Read the data line by line and say how many lines contain the string "optional", giving the number alone.

=== Section Start ===

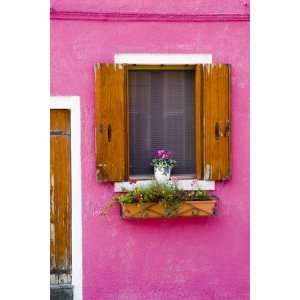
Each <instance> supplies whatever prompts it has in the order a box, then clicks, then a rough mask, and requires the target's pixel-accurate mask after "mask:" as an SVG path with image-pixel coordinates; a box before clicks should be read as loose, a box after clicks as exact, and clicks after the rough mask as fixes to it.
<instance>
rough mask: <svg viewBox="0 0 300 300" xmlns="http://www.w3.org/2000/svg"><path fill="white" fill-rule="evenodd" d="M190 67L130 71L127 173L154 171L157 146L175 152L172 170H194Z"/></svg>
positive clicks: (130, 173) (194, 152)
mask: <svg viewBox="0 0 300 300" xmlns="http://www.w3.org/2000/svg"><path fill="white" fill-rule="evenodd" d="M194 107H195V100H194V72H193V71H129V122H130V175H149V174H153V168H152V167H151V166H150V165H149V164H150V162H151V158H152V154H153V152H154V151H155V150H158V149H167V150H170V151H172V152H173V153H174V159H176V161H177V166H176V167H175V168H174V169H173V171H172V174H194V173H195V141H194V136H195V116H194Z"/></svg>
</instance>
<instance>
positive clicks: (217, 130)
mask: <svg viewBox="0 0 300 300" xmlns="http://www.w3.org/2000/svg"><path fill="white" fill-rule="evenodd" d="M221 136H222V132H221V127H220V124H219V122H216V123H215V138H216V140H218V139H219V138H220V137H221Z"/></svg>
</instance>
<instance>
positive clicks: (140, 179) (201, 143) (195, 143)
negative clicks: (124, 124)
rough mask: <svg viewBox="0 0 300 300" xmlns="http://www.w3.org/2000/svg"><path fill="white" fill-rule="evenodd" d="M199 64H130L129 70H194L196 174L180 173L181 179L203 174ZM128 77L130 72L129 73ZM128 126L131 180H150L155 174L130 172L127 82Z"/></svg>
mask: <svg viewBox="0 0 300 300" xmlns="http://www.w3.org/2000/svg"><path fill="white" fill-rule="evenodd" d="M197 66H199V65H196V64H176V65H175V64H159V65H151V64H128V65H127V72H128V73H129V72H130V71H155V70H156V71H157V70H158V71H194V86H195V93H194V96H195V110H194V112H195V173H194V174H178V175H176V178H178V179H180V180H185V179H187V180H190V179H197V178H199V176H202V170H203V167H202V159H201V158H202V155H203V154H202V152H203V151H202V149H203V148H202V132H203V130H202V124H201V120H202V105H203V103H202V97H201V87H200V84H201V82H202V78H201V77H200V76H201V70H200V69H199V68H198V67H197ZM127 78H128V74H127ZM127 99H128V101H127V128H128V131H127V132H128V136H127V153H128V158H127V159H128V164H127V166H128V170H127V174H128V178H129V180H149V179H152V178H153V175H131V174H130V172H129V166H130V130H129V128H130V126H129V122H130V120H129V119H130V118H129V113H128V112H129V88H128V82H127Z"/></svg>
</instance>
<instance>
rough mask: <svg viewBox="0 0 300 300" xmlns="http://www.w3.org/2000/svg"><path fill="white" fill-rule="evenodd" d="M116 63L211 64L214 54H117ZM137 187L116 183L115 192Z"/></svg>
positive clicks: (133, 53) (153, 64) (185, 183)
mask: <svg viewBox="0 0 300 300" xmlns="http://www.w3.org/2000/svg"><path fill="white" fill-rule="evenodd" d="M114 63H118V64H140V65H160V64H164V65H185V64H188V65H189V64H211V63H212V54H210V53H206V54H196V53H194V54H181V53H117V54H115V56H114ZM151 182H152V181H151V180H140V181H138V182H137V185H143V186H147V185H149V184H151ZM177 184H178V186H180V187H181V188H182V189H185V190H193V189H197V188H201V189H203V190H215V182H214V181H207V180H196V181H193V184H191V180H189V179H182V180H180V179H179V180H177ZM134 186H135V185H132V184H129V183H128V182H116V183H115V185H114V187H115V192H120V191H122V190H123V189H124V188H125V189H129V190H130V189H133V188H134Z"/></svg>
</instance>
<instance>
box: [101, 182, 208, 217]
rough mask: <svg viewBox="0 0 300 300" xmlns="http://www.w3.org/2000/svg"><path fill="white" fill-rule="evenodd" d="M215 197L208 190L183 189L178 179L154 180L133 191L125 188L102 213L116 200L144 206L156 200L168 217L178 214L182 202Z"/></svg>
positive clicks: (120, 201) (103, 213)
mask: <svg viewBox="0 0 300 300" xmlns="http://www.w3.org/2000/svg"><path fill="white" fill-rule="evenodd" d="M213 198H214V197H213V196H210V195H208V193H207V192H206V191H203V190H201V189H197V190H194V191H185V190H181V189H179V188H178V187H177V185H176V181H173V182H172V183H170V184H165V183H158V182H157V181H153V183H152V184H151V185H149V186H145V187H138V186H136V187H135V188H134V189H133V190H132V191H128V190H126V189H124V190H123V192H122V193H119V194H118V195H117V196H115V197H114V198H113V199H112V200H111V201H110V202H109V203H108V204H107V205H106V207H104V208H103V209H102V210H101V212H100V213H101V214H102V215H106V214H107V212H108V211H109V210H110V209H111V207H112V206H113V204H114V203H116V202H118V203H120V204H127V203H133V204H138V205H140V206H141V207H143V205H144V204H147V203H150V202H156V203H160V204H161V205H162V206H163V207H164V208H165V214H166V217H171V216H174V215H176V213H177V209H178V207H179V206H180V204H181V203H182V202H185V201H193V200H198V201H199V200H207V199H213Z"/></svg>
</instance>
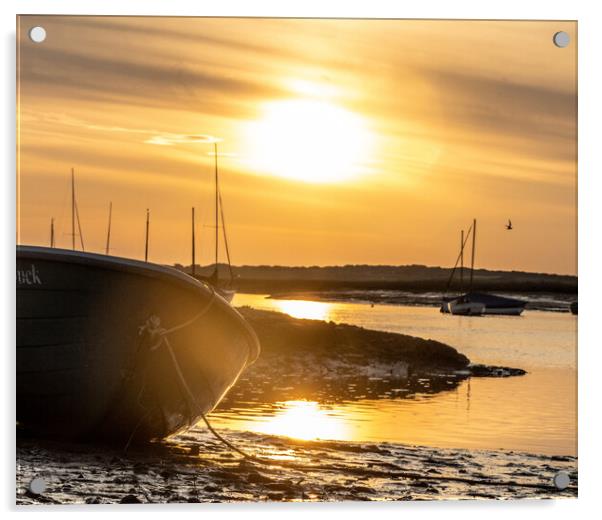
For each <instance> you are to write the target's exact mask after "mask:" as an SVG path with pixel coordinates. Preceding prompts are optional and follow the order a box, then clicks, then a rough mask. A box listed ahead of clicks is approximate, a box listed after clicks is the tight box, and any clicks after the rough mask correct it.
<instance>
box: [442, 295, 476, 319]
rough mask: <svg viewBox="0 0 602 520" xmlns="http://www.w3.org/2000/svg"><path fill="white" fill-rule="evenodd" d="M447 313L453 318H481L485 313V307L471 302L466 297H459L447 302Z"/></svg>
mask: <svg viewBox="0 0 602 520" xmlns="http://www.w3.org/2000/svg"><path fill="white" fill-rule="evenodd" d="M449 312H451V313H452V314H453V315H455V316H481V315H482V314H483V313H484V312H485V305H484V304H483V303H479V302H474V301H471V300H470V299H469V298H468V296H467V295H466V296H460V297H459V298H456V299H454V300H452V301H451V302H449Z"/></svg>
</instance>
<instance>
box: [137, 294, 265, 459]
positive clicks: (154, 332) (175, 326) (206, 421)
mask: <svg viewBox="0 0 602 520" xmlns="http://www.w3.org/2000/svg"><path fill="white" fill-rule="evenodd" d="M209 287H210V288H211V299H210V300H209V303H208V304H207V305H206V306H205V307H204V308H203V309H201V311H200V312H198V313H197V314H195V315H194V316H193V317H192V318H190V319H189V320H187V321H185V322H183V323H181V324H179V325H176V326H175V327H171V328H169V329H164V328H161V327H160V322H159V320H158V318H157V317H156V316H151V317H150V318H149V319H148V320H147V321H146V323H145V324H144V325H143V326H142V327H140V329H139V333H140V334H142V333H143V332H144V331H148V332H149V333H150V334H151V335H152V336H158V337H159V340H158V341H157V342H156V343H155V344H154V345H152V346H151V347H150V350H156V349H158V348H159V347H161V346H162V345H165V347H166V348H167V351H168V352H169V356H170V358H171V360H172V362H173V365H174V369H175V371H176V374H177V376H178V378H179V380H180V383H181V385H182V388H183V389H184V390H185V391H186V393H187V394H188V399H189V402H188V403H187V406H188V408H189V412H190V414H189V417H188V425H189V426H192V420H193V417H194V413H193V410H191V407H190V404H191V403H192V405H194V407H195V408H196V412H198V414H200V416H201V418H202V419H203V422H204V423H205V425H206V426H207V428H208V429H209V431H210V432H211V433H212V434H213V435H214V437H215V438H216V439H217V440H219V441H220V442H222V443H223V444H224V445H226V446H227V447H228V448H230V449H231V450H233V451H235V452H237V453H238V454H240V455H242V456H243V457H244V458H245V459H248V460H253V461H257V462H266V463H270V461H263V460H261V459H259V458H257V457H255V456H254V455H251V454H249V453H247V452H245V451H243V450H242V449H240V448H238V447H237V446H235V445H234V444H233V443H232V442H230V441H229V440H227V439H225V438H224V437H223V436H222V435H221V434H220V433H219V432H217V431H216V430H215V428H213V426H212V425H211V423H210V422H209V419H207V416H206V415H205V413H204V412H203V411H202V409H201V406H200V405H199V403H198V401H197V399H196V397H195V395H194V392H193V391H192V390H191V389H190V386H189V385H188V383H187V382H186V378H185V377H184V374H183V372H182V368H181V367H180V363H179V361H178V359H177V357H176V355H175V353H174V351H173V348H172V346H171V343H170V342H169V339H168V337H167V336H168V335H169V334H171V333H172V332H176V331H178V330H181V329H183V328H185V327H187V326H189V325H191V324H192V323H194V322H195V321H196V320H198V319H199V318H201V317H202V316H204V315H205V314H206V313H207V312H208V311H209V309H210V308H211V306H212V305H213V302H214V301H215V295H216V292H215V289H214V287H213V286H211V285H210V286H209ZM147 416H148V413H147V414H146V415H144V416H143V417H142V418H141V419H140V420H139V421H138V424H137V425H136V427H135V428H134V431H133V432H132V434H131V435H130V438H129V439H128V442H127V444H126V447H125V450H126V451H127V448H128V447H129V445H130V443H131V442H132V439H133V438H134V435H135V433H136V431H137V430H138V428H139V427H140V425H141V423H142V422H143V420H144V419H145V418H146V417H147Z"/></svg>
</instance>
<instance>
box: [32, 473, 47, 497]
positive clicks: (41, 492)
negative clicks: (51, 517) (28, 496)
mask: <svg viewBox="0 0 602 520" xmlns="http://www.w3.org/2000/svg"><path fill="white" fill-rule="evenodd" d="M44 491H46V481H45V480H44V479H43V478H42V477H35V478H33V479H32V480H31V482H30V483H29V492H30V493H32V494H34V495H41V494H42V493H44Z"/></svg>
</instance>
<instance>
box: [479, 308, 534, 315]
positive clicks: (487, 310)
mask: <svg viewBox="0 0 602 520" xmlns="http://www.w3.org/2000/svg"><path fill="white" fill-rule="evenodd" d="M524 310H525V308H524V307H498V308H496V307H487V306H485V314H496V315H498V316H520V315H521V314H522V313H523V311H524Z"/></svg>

=== Section End ===
=== Section Start ===

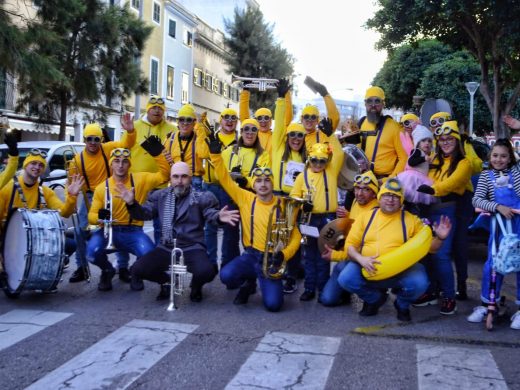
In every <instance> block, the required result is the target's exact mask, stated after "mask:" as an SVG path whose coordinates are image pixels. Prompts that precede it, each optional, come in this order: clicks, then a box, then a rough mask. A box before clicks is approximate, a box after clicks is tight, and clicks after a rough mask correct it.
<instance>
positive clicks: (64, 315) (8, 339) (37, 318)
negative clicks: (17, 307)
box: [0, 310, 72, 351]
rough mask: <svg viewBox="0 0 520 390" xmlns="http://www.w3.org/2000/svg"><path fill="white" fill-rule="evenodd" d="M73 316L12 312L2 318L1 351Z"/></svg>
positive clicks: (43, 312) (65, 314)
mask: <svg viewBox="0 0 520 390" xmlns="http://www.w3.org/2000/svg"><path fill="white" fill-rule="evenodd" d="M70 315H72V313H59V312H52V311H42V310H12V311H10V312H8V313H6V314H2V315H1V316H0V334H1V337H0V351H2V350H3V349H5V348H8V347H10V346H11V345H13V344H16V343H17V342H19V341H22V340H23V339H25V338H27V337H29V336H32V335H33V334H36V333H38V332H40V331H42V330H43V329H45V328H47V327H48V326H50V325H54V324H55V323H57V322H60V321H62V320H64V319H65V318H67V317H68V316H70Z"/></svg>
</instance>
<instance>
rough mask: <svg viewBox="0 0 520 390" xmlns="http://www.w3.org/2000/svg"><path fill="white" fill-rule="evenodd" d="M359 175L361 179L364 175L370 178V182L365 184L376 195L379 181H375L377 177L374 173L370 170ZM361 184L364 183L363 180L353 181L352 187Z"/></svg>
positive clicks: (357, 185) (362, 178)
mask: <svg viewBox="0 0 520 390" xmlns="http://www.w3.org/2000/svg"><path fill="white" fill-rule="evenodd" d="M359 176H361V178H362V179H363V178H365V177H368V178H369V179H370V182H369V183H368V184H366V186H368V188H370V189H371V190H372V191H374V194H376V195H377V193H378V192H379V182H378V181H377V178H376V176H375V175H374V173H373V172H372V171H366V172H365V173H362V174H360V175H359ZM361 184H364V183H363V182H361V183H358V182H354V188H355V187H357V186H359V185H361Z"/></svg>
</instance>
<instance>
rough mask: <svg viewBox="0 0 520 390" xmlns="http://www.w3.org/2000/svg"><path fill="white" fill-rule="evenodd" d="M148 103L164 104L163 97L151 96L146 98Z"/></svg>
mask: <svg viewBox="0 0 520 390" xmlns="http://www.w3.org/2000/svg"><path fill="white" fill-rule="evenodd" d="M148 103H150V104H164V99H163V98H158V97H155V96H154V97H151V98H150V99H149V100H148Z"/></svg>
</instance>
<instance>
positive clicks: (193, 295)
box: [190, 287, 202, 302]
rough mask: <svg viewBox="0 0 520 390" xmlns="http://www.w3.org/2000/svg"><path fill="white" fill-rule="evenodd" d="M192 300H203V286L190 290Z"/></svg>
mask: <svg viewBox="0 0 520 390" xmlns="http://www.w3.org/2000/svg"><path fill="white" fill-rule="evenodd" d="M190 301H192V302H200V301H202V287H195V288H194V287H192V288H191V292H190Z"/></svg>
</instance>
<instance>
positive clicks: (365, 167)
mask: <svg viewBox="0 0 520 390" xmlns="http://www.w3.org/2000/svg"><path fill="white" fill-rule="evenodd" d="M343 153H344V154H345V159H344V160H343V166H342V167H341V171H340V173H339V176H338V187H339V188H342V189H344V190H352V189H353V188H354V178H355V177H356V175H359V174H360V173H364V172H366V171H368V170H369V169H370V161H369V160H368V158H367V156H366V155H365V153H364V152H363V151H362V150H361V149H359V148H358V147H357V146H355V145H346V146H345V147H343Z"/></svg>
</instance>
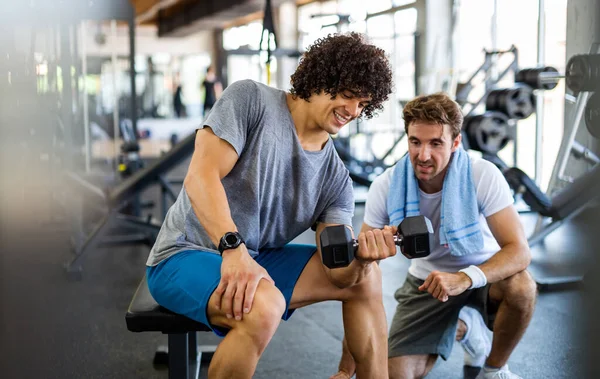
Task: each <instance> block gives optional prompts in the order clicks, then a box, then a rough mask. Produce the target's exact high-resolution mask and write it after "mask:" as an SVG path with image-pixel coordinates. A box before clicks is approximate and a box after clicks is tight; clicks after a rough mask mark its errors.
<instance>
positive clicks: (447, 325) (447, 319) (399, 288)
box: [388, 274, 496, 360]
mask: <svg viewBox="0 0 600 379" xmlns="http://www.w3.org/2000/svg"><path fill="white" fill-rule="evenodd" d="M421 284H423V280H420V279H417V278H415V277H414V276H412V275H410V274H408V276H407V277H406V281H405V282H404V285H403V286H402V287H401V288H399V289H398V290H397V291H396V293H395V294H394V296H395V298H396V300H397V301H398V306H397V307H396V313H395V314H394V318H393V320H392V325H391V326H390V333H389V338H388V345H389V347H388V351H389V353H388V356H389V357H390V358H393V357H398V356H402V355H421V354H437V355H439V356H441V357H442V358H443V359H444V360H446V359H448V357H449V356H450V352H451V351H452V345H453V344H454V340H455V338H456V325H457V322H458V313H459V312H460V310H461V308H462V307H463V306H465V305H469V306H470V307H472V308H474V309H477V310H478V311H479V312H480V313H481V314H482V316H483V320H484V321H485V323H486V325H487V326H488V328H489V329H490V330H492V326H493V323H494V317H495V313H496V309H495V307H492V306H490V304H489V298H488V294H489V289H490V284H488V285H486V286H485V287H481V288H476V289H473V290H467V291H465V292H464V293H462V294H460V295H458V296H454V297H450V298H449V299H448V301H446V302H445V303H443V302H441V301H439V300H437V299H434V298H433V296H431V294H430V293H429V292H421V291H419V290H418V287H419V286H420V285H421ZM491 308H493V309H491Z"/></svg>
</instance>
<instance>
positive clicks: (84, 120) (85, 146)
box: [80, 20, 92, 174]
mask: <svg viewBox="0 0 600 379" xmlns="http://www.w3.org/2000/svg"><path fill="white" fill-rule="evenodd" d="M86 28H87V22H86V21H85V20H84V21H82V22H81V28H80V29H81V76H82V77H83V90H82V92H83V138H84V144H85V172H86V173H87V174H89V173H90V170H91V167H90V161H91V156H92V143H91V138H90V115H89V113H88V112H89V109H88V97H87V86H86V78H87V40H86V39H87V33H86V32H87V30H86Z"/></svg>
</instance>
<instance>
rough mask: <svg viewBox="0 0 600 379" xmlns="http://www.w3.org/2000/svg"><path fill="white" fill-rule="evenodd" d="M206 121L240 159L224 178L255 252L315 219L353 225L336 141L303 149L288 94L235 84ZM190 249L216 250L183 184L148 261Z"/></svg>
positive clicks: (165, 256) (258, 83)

=== Section End ===
=== Section Start ===

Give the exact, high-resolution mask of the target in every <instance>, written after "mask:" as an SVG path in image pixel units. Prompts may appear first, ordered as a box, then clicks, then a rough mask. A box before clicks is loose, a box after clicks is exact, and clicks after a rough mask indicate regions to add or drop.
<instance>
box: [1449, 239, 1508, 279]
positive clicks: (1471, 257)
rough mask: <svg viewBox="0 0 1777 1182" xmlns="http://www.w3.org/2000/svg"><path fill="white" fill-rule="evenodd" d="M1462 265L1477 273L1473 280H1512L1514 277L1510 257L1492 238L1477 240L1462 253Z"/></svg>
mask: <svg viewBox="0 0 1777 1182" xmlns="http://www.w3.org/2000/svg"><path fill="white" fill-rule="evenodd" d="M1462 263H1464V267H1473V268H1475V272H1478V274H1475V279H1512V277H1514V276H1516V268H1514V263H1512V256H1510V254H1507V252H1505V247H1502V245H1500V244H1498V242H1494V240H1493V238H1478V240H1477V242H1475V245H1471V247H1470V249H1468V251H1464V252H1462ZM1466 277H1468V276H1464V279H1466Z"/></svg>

=== Section End ===

■ ANSWER: 3